Instructions for the task: Could you reproduce every record below exactly, excluding all pictures?
↓↓↓
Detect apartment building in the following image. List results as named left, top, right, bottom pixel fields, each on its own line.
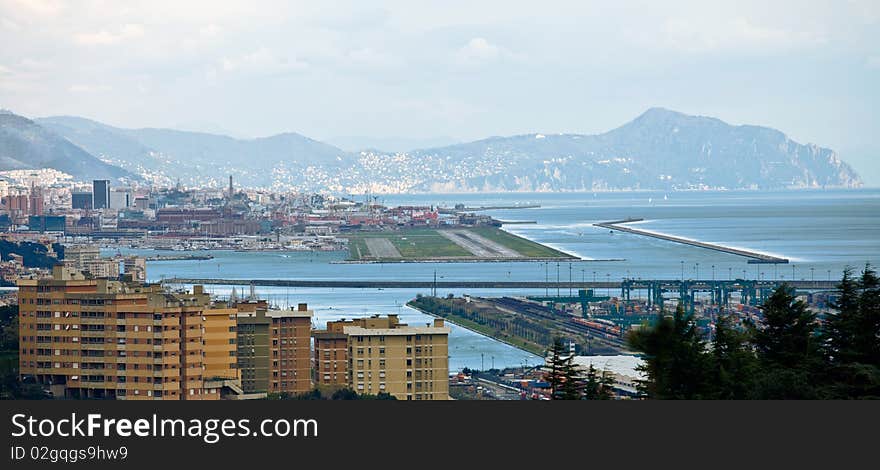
left=17, top=267, right=240, bottom=400
left=236, top=303, right=312, bottom=395
left=313, top=314, right=450, bottom=400
left=63, top=245, right=119, bottom=279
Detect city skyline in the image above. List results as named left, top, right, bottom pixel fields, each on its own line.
left=1, top=0, right=878, bottom=183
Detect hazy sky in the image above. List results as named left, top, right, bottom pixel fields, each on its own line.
left=1, top=0, right=878, bottom=183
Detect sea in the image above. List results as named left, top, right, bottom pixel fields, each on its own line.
left=106, top=188, right=879, bottom=372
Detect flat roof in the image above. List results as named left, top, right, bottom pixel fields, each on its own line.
left=343, top=325, right=450, bottom=336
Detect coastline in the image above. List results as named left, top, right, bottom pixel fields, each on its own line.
left=406, top=302, right=544, bottom=358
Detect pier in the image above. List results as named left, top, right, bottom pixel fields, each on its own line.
left=594, top=219, right=789, bottom=264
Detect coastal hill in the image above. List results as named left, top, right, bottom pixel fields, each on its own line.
left=0, top=108, right=858, bottom=192
left=404, top=108, right=861, bottom=191
left=0, top=110, right=135, bottom=183
left=36, top=115, right=350, bottom=189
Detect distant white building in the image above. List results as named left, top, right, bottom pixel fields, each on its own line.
left=109, top=190, right=131, bottom=209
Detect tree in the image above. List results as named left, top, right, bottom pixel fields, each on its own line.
left=542, top=338, right=583, bottom=400
left=820, top=265, right=880, bottom=398
left=751, top=284, right=822, bottom=399
left=628, top=304, right=712, bottom=399
left=558, top=360, right=584, bottom=400
left=543, top=338, right=569, bottom=399
left=710, top=314, right=758, bottom=399
left=331, top=388, right=359, bottom=400
left=822, top=267, right=860, bottom=364
left=855, top=264, right=880, bottom=367
left=753, top=284, right=820, bottom=370
left=583, top=364, right=614, bottom=400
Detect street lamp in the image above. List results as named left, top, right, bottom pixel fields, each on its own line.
left=544, top=262, right=549, bottom=296
left=680, top=260, right=684, bottom=281
left=556, top=262, right=560, bottom=297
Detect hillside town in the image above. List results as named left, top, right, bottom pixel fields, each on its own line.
left=0, top=170, right=505, bottom=254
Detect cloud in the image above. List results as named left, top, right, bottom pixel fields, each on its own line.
left=219, top=48, right=308, bottom=74
left=454, top=37, right=518, bottom=65
left=346, top=47, right=398, bottom=68
left=657, top=17, right=826, bottom=53
left=74, top=23, right=145, bottom=46
left=3, top=0, right=64, bottom=17
left=68, top=84, right=111, bottom=93
left=199, top=24, right=221, bottom=37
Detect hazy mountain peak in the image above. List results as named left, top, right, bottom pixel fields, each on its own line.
left=15, top=109, right=863, bottom=192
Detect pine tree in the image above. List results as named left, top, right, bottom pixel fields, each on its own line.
left=559, top=360, right=584, bottom=400
left=543, top=338, right=569, bottom=399
left=628, top=304, right=712, bottom=399
left=752, top=284, right=822, bottom=399
left=543, top=338, right=585, bottom=400
left=855, top=263, right=880, bottom=367
left=710, top=314, right=758, bottom=399
left=822, top=267, right=860, bottom=364
left=583, top=364, right=615, bottom=400
left=821, top=264, right=880, bottom=398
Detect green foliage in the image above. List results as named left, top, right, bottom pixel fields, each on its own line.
left=628, top=305, right=713, bottom=399
left=819, top=263, right=880, bottom=398
left=710, top=315, right=758, bottom=399
left=583, top=364, right=615, bottom=400
left=628, top=265, right=880, bottom=399
left=542, top=338, right=590, bottom=400
left=0, top=240, right=62, bottom=268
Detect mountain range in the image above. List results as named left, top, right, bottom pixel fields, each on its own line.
left=0, top=108, right=861, bottom=192
left=0, top=111, right=135, bottom=183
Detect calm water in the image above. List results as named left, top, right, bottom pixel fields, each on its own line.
left=113, top=189, right=879, bottom=371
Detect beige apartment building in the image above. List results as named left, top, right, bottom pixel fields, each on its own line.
left=17, top=266, right=240, bottom=400
left=313, top=314, right=450, bottom=400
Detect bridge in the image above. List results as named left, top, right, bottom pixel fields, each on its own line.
left=594, top=219, right=789, bottom=264
left=162, top=277, right=836, bottom=292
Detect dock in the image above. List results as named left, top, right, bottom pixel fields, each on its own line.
left=439, top=204, right=540, bottom=214
left=594, top=219, right=789, bottom=264
left=145, top=254, right=215, bottom=261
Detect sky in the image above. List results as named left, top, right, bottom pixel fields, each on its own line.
left=1, top=0, right=878, bottom=183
↑↑↑
Task solution:
Detect apartment building in the following image. List results as named left, top, right, bottom pixel fields, each on its own line.
left=17, top=267, right=240, bottom=400
left=236, top=303, right=312, bottom=395
left=313, top=314, right=450, bottom=400
left=63, top=245, right=119, bottom=279
Detect city skyline in the image above. List results as named left, top, right, bottom pixel fields, each on its own line.
left=1, top=0, right=878, bottom=183
Detect hazy sky in the image above. List results as named left, top, right, bottom pixel fields, each on its own line.
left=1, top=0, right=878, bottom=183
Detect sea in the image above. List results as named left, top, right, bottom pixel fields, each on its own line.
left=106, top=188, right=879, bottom=372
Detect flat roof in the image above. List results as named left, top, right, bottom pixel fields, each on its own line.
left=343, top=325, right=450, bottom=336
Detect coastline in the image above. List results as named left, top, right, bottom pixel fields, each on its own line.
left=406, top=302, right=544, bottom=358
Detect pier in the image above. List results as named left, top, right, bottom pixel fields, each on its own line.
left=594, top=219, right=789, bottom=264
Detect coastal hill in the image above. List results as named left, top, right, bottom pixel fields, each on its own line.
left=0, top=108, right=858, bottom=192
left=404, top=108, right=861, bottom=191
left=0, top=110, right=135, bottom=183
left=36, top=115, right=350, bottom=189
Detect distant white building in the image above. List results as named left, top, right, bottom pixel fields, each on its own line.
left=109, top=190, right=131, bottom=209
Detect tree in the image above. List results as named left, top, right, bottom pixel fields, each on its own line.
left=542, top=338, right=583, bottom=400
left=820, top=265, right=880, bottom=398
left=751, top=284, right=822, bottom=399
left=628, top=304, right=712, bottom=399
left=558, top=360, right=584, bottom=400
left=543, top=338, right=569, bottom=399
left=710, top=314, right=758, bottom=399
left=331, top=388, right=359, bottom=400
left=822, top=267, right=860, bottom=364
left=855, top=264, right=880, bottom=367
left=753, top=284, right=820, bottom=370
left=583, top=364, right=614, bottom=400
Detect street lamp in the image above. List results as named left, top, right, bottom pixel fields, each on its own line.
left=544, top=262, right=549, bottom=296
left=680, top=260, right=684, bottom=281
left=556, top=262, right=560, bottom=297
Detect hillside town in the image above. List results as named left, top, right, bottom pixel fields, each on its own line.
left=0, top=170, right=505, bottom=254
Detect cloud in the image above. List results as named left, top, right, bottom pixel fields, each on its own line.
left=219, top=48, right=308, bottom=74
left=454, top=37, right=518, bottom=65
left=346, top=47, right=398, bottom=68
left=657, top=17, right=826, bottom=53
left=74, top=23, right=145, bottom=46
left=3, top=0, right=64, bottom=17
left=68, top=84, right=111, bottom=93
left=199, top=24, right=221, bottom=37
Detect hazy mountain peak in the image above. List results as named left, top, right, bottom pixel fields, each on its own line.
left=15, top=109, right=863, bottom=192
Detect pine tree in the image above. List results as named left, top, right, bottom pixel fields, each on its own line.
left=559, top=360, right=584, bottom=400
left=543, top=338, right=569, bottom=399
left=628, top=304, right=712, bottom=399
left=752, top=284, right=822, bottom=399
left=543, top=338, right=585, bottom=400
left=855, top=263, right=880, bottom=367
left=710, top=314, right=758, bottom=399
left=822, top=267, right=860, bottom=364
left=583, top=364, right=615, bottom=400
left=821, top=264, right=880, bottom=398
Detect green foliage in the image above. List results as named left, top, right, bottom pixel fields, each on its own line.
left=628, top=305, right=713, bottom=399
left=819, top=263, right=880, bottom=398
left=710, top=315, right=758, bottom=399
left=583, top=364, right=615, bottom=400
left=628, top=265, right=880, bottom=399
left=542, top=338, right=590, bottom=400
left=0, top=240, right=62, bottom=268
Detect mountain range in the image above. List results as named left, top, right, bottom pixel fields, each on its own line.
left=0, top=108, right=861, bottom=192
left=0, top=111, right=135, bottom=183
Detect calm water in the image above. List results as named left, top, right, bottom pixel fields, each on its own line.
left=113, top=189, right=879, bottom=371
Detect beige apartment building in the image above. List results as named left, top, right, bottom pixel fields, each on its own line.
left=17, top=266, right=240, bottom=400
left=313, top=314, right=450, bottom=400
Detect bridge in the image above. List results as named left, top, right, bottom pixel fields, each on its own line.
left=594, top=219, right=789, bottom=264
left=162, top=277, right=836, bottom=292
Detect dock in the image above. List results as named left, top, right, bottom pixel fields, each on its own line.
left=439, top=204, right=540, bottom=214
left=594, top=219, right=789, bottom=264
left=145, top=254, right=215, bottom=261
Detect sky in the image above. List results as named left, top, right, bottom pixel fields, each on its own line.
left=1, top=0, right=878, bottom=183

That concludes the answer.